Without question, water is the single most important habitat requirement for waterfowl and many other wildlife species. Continental duck populations rise and fall in direct response to wet-and-dry cycles on their breeding areas, which influences the number of wetlands available to support breeding pairs in the spring.
Unfortunately, the growth and complexity of society are exerting ever-increasing pressure on North America 's finite water resources. The United States has already lost 115 million acres of wetlands—more than half the original total—and continues to lose more than 100,000 acres of wetlands every year. If wetland losses continue at that pace, waterfowl are destined to face the equivalent of permanent drought conditions on many of their most important breeding, migration, and wintering areas.
Wetlands and water are equally important to people. Our bodies are mostly (65 percent) water. Water makes up most of the volume of the foods we eat (beef, 74 percent; potatoes, 80 percent, etc.). Only 3 percent of the earth's entire water supply is made up of freshwater, however, and only a tiny fraction of that is contained within lakes, rivers, wetlands, and reservoirs. (The majority of the planet's freshwater is locked as icecap in Antarctica and Greenland .) With the global human population projected to increase by 4 billion during this century, water quality and conservation are clearly among the most important issues facing people and wildlife in North America and beyond.
Their resourcefulness in managing water has enabled humans to advance from primitive hunter-gatherers to modern agriculturalists and industrialists. The earliest known water development in North America dates back about 1,300 years to the Hohokam Indians of southern Arizona , who dug irrigation canals to water their cornfields. Water development on the continent began in earnest much later, however, when the arid West was settled, and in 1847 the first modern irrigation project was constructed in Utah . The first municipal water reservoir in the nation was completed in 1916, and today there are 75,000 dams and more than 2 million small impoundments and farm ponds in the United States. By 1988, more than 90 percent of the river reaches in the lower 48 states were dammed, channeled, or otherwise developed. In 2000, water use in the United States was estimated to be 408 billion gallons per day, or 1,427 gallons for every person in the country. About 48 percent of that water is used to generate electricity; 34 percent is directed to irrigating cropland; 11 percent is maintained as public water supplies; 6 percent is utilized by mining and industry; and less than 1 percent is directed for domestic uses such as livestock and aquaculture production.
Experts predict that a 100-million person increase in the U.S. population by 2040 will increase nationwide demand for freshwater by as much as 37 percent. The biggest problem is that no one knows where that much more water would come from. Most significant water sources have already been identified or developed. Some western water sources are already over-allocated. Not only is competition for water intensifying, it is expanding from the arid West into previously water-rich areas such as the southeastern United States.
Increasing demands have generated unrealistically hopeful discussions of finding and developing new water sources. However, there are really no new sources of water. It's all out there already, either directly supporting society's basic needs (e.g., drinking water and power generation), or sustaining critical natural resources that maintain significant components of our nation's economy and quality of life (including waterfowl hunting).

[Location identification entries]
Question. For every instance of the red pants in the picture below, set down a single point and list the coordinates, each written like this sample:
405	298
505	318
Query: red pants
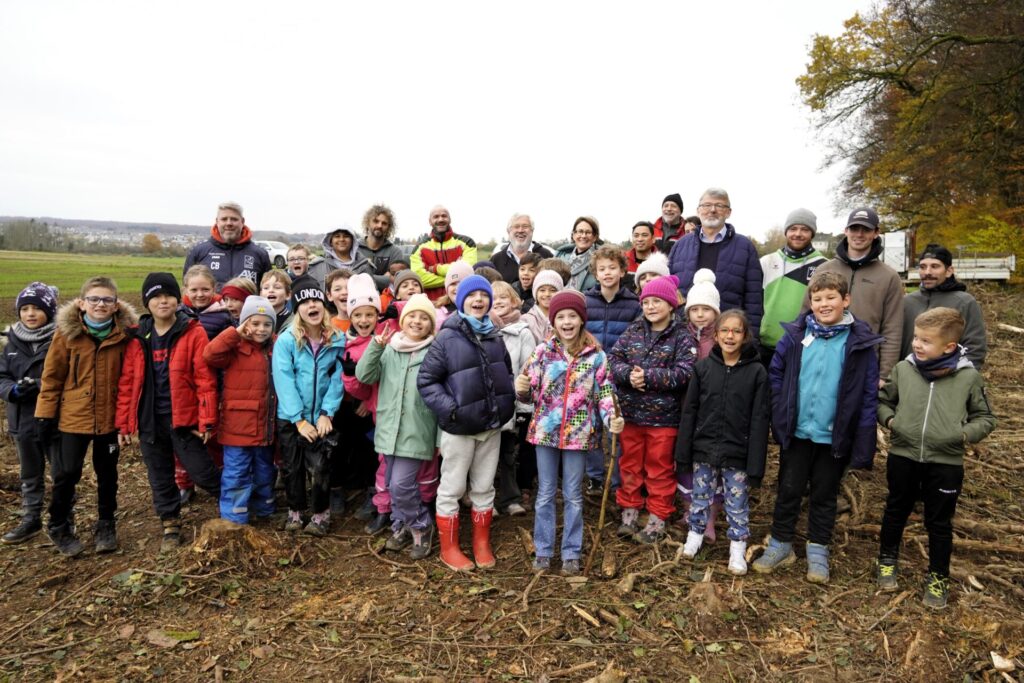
648	460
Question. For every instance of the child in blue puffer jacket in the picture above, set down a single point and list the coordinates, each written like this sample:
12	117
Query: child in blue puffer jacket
308	381
466	380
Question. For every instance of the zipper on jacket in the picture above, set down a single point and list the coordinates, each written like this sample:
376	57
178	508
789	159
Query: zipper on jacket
565	399
315	359
924	426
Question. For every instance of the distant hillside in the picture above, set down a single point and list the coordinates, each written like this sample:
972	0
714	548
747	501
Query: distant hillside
157	228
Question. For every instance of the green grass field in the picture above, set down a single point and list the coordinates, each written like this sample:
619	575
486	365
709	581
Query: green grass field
68	271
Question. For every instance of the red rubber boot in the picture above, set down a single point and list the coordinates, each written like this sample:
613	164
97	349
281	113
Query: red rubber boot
481	539
452	555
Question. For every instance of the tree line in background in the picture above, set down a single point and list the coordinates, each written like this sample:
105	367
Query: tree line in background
923	102
39	236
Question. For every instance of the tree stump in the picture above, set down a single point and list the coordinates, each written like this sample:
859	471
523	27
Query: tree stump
243	546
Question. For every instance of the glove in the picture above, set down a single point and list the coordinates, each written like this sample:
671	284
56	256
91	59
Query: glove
46	430
25	389
615	425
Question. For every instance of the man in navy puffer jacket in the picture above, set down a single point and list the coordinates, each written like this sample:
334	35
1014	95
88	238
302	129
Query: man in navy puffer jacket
730	256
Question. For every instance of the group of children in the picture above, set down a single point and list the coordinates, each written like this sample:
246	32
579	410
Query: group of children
474	395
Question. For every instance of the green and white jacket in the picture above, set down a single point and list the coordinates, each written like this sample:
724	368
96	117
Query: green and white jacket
785	282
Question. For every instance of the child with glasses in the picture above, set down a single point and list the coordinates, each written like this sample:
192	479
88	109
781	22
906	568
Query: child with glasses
77	407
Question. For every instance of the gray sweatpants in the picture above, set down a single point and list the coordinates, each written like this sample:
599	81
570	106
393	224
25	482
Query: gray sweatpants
475	457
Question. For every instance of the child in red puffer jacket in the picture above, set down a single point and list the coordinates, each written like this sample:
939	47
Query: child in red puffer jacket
247	412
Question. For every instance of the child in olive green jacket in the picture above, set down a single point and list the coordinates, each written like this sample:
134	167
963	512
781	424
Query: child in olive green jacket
935	404
407	429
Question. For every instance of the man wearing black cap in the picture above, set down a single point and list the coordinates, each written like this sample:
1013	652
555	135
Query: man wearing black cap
939	287
669	227
876	290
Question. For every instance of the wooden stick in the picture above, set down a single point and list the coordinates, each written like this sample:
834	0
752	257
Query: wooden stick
608	465
562	673
10	634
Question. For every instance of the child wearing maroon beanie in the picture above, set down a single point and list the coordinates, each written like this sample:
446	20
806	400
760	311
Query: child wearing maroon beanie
566	379
651	364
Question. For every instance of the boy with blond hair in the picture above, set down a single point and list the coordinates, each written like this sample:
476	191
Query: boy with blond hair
935	404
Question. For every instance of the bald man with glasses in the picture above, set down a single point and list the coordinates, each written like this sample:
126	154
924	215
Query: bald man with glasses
729	255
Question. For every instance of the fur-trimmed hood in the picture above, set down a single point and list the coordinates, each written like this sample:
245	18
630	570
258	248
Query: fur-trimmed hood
70	323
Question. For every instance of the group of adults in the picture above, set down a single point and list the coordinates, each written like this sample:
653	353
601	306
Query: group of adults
771	290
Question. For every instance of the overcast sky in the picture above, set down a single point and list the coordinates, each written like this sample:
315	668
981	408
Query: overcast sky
307	113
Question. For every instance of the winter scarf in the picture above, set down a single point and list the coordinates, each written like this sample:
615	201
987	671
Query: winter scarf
98	330
401	343
940	367
827	331
479	327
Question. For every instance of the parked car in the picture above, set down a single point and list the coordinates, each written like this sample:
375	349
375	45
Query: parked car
276	250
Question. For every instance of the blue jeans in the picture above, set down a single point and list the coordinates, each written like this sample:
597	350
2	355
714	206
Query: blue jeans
247	482
573	463
737	509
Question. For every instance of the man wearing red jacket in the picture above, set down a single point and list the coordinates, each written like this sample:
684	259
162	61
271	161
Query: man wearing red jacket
670	226
431	259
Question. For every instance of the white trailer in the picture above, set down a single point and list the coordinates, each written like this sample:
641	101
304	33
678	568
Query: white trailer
898	251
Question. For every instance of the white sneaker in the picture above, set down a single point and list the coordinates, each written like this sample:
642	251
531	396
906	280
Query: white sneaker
692	545
737	558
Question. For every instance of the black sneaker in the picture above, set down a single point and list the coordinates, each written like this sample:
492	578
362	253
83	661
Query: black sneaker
337	501
423	541
368	510
66	541
936	591
28	527
378	523
571	567
171	540
105	536
400	539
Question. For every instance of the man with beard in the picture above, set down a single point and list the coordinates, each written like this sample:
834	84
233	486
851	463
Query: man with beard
432	257
230	252
876	290
506	258
729	255
939	287
670	227
643	247
786	273
378	228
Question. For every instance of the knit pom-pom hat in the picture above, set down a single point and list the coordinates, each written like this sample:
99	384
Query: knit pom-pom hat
363	292
704	291
665	288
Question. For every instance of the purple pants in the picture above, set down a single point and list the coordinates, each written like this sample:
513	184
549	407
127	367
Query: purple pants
407	503
428	477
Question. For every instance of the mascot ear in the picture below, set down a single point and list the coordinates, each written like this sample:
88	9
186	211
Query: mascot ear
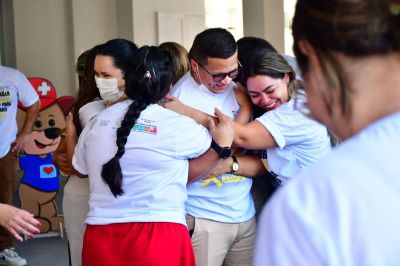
66	103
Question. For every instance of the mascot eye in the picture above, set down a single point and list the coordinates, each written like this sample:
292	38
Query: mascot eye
38	123
52	122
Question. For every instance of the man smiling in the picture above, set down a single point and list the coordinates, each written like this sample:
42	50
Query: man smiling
220	210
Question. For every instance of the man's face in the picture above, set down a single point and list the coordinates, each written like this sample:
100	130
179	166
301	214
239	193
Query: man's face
216	68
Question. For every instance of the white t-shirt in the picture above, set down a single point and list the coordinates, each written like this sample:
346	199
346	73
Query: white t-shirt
80	186
344	210
225	198
301	141
154	166
90	110
14	86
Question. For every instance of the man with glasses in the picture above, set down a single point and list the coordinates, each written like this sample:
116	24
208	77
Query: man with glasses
220	209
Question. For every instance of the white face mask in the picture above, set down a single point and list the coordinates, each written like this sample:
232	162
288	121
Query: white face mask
108	89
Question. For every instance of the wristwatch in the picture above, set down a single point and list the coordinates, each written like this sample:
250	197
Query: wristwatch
223	152
235	164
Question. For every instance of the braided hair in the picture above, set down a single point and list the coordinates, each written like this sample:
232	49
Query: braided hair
148	77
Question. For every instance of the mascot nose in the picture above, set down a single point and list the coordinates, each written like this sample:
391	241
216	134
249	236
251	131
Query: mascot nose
52	133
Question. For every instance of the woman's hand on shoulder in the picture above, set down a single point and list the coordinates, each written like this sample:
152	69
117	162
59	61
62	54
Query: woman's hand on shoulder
18	221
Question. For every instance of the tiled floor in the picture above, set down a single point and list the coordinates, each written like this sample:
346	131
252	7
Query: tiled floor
44	251
49	251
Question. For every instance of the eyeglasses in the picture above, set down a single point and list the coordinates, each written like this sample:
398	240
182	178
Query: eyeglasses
221	76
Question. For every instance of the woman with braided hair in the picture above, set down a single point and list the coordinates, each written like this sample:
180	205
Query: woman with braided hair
136	154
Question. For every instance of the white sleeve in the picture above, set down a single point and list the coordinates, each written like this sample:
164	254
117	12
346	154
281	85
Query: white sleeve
26	93
79	158
287	125
192	139
288	235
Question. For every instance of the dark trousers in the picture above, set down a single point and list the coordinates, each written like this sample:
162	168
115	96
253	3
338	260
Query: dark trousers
7	180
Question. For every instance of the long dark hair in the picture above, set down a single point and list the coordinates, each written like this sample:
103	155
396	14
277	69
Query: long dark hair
356	28
148	77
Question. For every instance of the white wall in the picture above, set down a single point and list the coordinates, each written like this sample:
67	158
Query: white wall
42	41
145	19
265	19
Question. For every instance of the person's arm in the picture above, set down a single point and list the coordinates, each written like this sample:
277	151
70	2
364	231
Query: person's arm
31	114
71	140
249	165
246	108
253	136
177	106
18	221
249	136
222	133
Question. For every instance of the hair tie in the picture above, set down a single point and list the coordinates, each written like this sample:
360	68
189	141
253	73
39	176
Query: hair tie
147	75
394	9
120	153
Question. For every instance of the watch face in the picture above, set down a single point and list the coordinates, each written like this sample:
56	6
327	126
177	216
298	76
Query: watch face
235	167
225	153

Given problem 1:
From the passage on water and waterfowl habitat, list each category of 2000 U.S. water use along with the share of total use the passage gives for it.
Given problem 2:
According to the passage on water and waterfowl habitat, how many acres of wetlands has the United States already lost?
Given problem 3:
Carry on the passage on water and waterfowl habitat, starting right after its final sentence.
These records were drawn from a separate source.

Answer 1:
- Generating electricity: about 48 percent
- Irrigating cropland: 34 percent
- Public water supplies: 11 percent
- Mining and industry: 6 percent
- Domestic uses such as livestock and aquaculture production: less than 1 percent

Answer 2:
115 million acres, which is more than half the original total.

Answer 3:
Water projects don't create any new water, they simply redistribute it from one place to another, a situation that inevitably benefits one water use at the expense of another. It is up to society to collectively determine which values associated with various water uses are most important, and what balance of water use best conforms to the vision we collectively have for our future quality of life.
There are important water allocation lessons to be learned from examples such as the Colorado , Klamath, and White rivers. These three rivers illustrate three stages of water projects in North America and the tremendous impacts that competition for water can have on critical waterfowl habitats.
Colorado River Delta: "A River Used to Run Through It"
The Colorado River is one of the most alarming examples of what can happen to waterfowl when competing interests divvy up water resources without considering that the water was sustaining critical wetlands and associated natural resources. In this case, the consequences were devastating.
The Colorado River, draining portions of six western states and Mexico , once annually carried about 13.5 million acre-feet of water into the Gulf of California . Over millennia, the river's heavy silt load created an 80-mile-long, 2-million-acre delta covered with shallow, braided river channels, wetlands, and riverside forests. Aldo Leopold visited the area in 1922 and described it as a "jaguar-infested jungle," in admiration of the region's wildlife productivity and diversity. It was one of the Pacific Flyway's greatest waterfowl wintering areas.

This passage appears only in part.